→ **EXERCISE DETAILS**:
Copy the rows below, changing each "query" to "prompt" and leaving everything else unchanged. Leave the pictures out of your copy.

· · ·

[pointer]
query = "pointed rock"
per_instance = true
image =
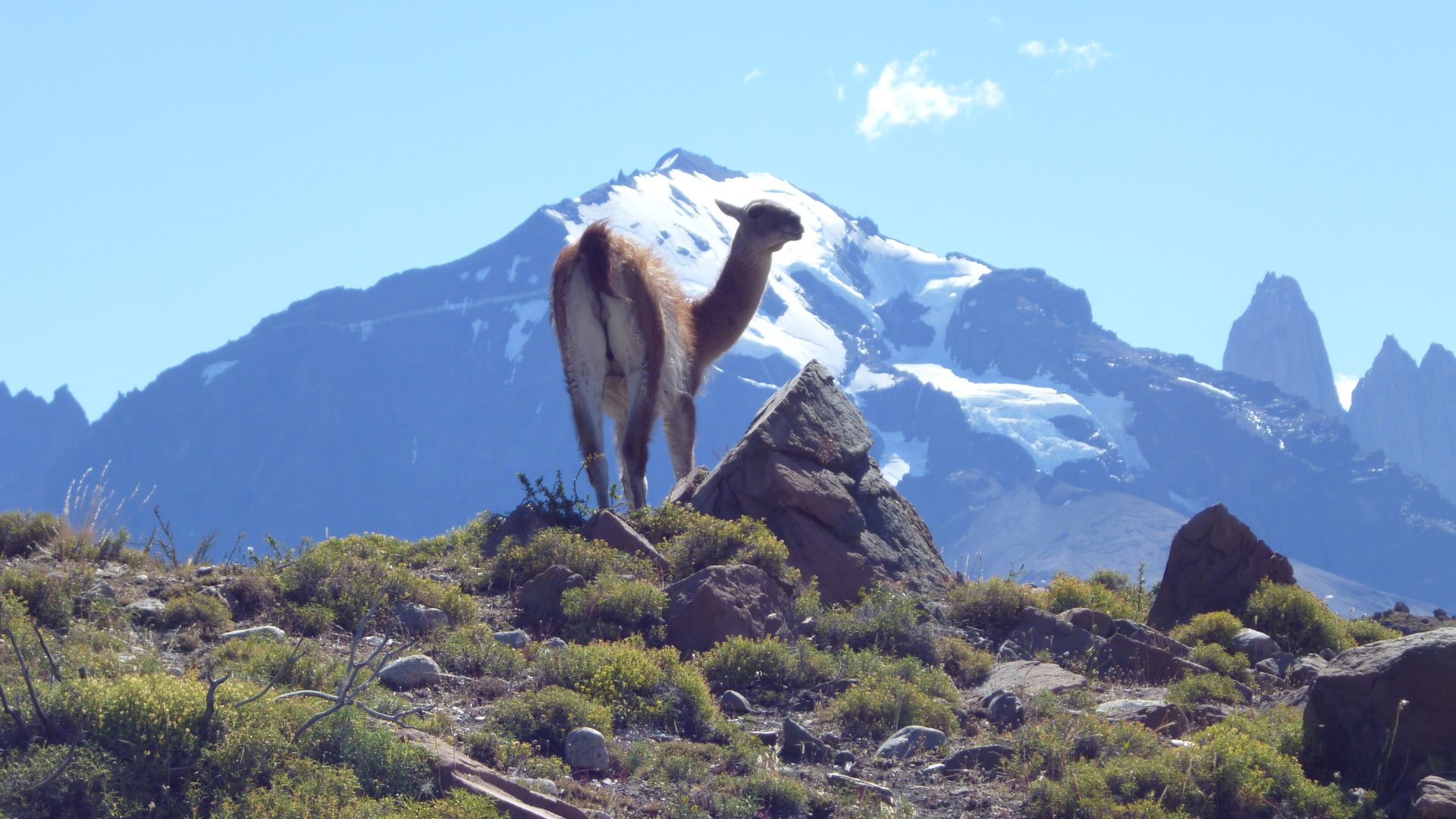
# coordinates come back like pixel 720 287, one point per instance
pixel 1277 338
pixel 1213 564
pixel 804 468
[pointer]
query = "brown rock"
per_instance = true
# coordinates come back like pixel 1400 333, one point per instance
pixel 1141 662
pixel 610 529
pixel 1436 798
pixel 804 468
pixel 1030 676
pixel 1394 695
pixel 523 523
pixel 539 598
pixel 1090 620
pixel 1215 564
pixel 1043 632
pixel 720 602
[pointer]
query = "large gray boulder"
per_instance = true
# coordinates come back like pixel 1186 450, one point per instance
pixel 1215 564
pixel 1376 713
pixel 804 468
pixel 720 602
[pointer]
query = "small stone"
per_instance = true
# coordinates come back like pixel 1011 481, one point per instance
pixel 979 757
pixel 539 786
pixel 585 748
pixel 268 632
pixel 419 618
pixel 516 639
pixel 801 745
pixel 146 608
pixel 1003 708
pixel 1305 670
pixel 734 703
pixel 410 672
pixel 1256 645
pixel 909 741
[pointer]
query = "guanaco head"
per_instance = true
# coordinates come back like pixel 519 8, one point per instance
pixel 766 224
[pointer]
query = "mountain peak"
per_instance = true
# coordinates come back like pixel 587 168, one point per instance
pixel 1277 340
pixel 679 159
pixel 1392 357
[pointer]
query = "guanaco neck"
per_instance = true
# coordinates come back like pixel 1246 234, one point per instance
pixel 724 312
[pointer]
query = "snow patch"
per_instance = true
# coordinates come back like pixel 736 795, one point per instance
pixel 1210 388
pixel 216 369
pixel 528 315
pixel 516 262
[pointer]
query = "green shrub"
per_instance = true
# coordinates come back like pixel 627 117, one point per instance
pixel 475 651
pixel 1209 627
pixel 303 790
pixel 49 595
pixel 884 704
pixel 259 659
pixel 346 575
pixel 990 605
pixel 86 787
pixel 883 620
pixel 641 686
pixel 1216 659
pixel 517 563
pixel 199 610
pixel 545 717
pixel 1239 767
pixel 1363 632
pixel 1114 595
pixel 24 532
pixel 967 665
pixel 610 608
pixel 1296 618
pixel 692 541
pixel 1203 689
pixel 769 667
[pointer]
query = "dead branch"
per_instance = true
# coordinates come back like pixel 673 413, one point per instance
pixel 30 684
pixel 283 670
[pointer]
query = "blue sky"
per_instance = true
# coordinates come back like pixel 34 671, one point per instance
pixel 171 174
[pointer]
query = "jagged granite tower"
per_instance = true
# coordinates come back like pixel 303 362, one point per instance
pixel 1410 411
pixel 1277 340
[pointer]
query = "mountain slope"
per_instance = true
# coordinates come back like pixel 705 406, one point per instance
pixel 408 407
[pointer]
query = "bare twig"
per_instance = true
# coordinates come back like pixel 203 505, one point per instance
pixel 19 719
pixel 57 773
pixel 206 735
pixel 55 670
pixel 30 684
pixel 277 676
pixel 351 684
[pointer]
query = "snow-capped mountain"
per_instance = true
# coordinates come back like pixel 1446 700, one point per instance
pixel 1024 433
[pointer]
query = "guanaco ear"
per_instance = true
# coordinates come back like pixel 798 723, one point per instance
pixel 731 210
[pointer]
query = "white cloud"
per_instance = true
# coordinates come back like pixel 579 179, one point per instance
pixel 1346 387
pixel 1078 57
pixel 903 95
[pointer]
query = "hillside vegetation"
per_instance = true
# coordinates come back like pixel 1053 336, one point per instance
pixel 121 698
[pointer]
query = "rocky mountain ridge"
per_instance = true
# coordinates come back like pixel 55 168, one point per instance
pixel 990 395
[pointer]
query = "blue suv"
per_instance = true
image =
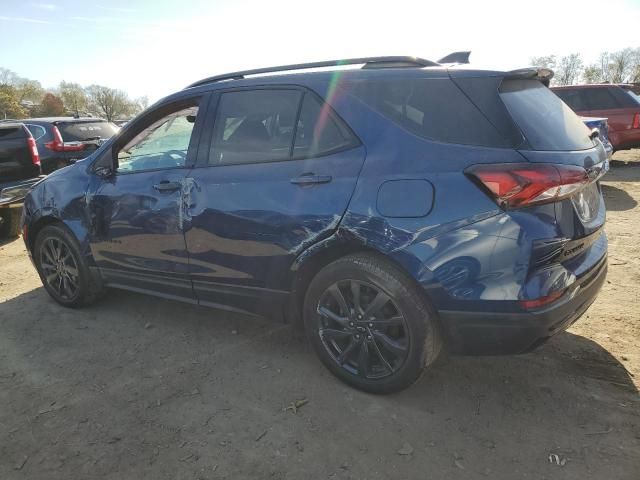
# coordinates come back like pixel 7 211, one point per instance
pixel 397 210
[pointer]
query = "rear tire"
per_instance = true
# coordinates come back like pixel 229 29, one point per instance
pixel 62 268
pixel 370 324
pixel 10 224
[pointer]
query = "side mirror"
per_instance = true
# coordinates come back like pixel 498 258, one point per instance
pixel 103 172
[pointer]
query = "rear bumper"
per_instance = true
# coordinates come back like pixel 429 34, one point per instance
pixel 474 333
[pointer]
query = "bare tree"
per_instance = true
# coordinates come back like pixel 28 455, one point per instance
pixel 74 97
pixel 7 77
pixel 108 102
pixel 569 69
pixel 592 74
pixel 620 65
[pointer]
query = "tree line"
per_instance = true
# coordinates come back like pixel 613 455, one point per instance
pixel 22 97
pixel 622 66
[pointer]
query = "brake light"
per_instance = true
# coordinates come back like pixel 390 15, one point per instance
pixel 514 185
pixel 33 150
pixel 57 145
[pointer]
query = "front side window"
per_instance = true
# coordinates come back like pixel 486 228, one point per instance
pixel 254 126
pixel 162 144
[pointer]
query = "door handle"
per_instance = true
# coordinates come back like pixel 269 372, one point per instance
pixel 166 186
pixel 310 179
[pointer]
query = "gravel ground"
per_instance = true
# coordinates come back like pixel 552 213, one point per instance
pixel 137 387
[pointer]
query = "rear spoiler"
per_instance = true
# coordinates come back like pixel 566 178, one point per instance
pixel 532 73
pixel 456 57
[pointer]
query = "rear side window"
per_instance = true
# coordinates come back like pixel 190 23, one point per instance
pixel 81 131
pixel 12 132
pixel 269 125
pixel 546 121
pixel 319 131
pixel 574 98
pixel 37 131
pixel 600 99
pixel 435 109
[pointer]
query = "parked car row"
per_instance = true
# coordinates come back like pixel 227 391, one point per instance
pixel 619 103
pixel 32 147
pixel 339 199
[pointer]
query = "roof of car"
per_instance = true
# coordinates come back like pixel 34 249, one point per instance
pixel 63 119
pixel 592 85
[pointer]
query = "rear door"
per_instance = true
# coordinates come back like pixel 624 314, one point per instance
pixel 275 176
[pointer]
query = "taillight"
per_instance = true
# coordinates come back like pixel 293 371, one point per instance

· · ·

→ **SOLUTION FOR THIS PROBLEM**:
[pointer]
prompt = "pointed rock"
per_instance = true
image =
# coordinates come back like pixel 720 287, one point per instance
pixel 1277 338
pixel 1213 564
pixel 804 468
[pointer]
prompt = "brown rock"
per_instance = true
# coordinates come back like pixel 1400 333, one point per instance
pixel 1141 662
pixel 610 529
pixel 1436 798
pixel 804 468
pixel 1030 676
pixel 1394 695
pixel 523 523
pixel 539 598
pixel 1090 620
pixel 1215 564
pixel 1043 632
pixel 720 602
[pointer]
prompt = "large gray boulder"
per_instance = true
# coordinates come back like pixel 1186 450, one point per instance
pixel 1215 564
pixel 1376 713
pixel 804 468
pixel 720 602
[pointer]
prompt = "small stone"
per_instance = true
# coordinates come back like pixel 1011 481, one point per instance
pixel 979 757
pixel 539 786
pixel 585 748
pixel 268 632
pixel 419 618
pixel 516 639
pixel 801 745
pixel 146 608
pixel 1003 708
pixel 1305 670
pixel 734 703
pixel 410 672
pixel 1256 645
pixel 909 741
[pointer]
prompt = "guanaco head"
per_instance = true
# coordinates come back like pixel 519 8, one point per instance
pixel 766 224
[pointer]
prompt = "mountain peak"
per_instance = true
# coordinates come back like pixel 587 168, one point per instance
pixel 1277 340
pixel 679 159
pixel 1392 357
[pointer]
prompt = "guanaco neck"
per_instance = true
# coordinates come back like pixel 1246 234, one point per instance
pixel 724 312
[pointer]
prompt = "snow patch"
per_instance = true
# coordinates come back like pixel 736 795, one point per instance
pixel 1210 388
pixel 216 369
pixel 528 315
pixel 516 262
[pointer]
prompt = "green shrub"
per_instance = true
# coordinates come back like pixel 627 117, one point per instance
pixel 475 651
pixel 1209 627
pixel 303 790
pixel 49 595
pixel 884 704
pixel 259 659
pixel 346 575
pixel 990 605
pixel 86 787
pixel 883 620
pixel 641 686
pixel 1216 659
pixel 517 563
pixel 199 610
pixel 545 717
pixel 1239 767
pixel 1363 632
pixel 1114 595
pixel 24 532
pixel 967 665
pixel 610 608
pixel 1296 618
pixel 692 541
pixel 1203 689
pixel 769 667
[pointer]
prompt = "dead branch"
per_instance = true
# coordinates come back like pixel 673 413, one point per instance
pixel 30 684
pixel 283 670
[pointer]
prompt = "blue sky"
per_instance = true
# coordinates come back like pixel 34 671, one point per instance
pixel 171 174
[pointer]
prompt = "jagged granite tower"
per_instance = true
# coordinates come back like pixel 303 362, one point per instance
pixel 1410 411
pixel 1277 340
[pointer]
prompt = "mountain slope"
per_instance = true
# coordinates come back like pixel 705 406, one point per instance
pixel 408 407
[pointer]
prompt = "bare twig"
per_instance = true
# coordinates come back like pixel 203 505, one point per instance
pixel 19 719
pixel 57 773
pixel 206 735
pixel 55 670
pixel 30 684
pixel 277 676
pixel 351 684
[pointer]
prompt = "snow-capped mountain"
per_instance = true
# coordinates come back like pixel 1446 700, one point per instance
pixel 1024 433
[pointer]
prompt = "guanaco ear"
per_instance = true
# coordinates come back like pixel 798 723, one point per instance
pixel 731 210
[pointer]
prompt = "white cloud"
per_instance = true
# coordinates come back like pixel 579 179, one point per instance
pixel 1346 387
pixel 1078 57
pixel 903 95
[pointer]
prompt = "hillside vegetation"
per_instance = true
# coordinates come back like pixel 1053 336, one point per instance
pixel 121 698
[pointer]
prompt = "rocky mountain ridge"
per_instance = true
# coordinates come back like pixel 55 168, one point per instance
pixel 990 395
[pointer]
prompt = "blue suv"
per_instance = true
image =
# coordinates come back like pixel 7 211, one point per instance
pixel 397 210
[pointer]
prompt = "rear tire"
per_instance = true
# coordinates come back like pixel 229 29, one point per instance
pixel 62 268
pixel 370 324
pixel 10 224
[pointer]
prompt = "side mirror"
per_instance = true
# coordinates come back like pixel 498 258, one point per instance
pixel 103 172
[pointer]
prompt = "rear bumper"
per_instance = true
# coordinates come back like pixel 429 34, one point per instance
pixel 474 333
[pointer]
prompt = "bare tree"
per_instance = true
# coordinates come back like pixel 28 455, one point per instance
pixel 74 97
pixel 7 77
pixel 108 102
pixel 569 69
pixel 592 74
pixel 620 65
[pointer]
prompt = "tree line"
per_instance = true
# coordinates come back like pixel 613 455, one point per instance
pixel 22 97
pixel 622 66
[pointer]
prompt = "brake light"
per_instance = true
# coordinates come back like pixel 390 15, one point per instance
pixel 514 185
pixel 33 150
pixel 57 145
[pointer]
prompt = "front side window"
per_instance = true
# coordinates come back like pixel 486 228, one point per instance
pixel 254 126
pixel 162 144
[pointer]
prompt = "door handle"
per_instance = true
# coordinates come back like pixel 269 372, one point per instance
pixel 166 186
pixel 310 179
[pointer]
prompt = "gravel ground"
per_instance = true
# coordinates come back like pixel 552 213, one point per instance
pixel 137 387
[pointer]
prompt = "rear spoiler"
per_instance = true
# coordinates come back like pixel 566 178, one point per instance
pixel 532 73
pixel 456 57
[pointer]
prompt = "rear side window"
per_instance = true
# coordinates come back like pixel 190 23, one point per instance
pixel 81 131
pixel 12 132
pixel 269 125
pixel 546 121
pixel 319 131
pixel 574 98
pixel 37 131
pixel 600 99
pixel 435 109
[pointer]
prompt = "parked car row"
per_instance = true
# coordinates come back like pixel 227 391, one point per instance
pixel 619 103
pixel 32 147
pixel 339 199
[pointer]
prompt = "roof of car"
per_instance = true
# coordinates come back like pixel 34 249, one point per instance
pixel 63 119
pixel 592 85
[pointer]
prompt = "rear door"
per_instance = true
# coordinates come back like pixel 624 314, one point per instance
pixel 275 176
[pointer]
prompt = "taillight"
per_instance = true
# coordinates come back like pixel 293 371, one point per instance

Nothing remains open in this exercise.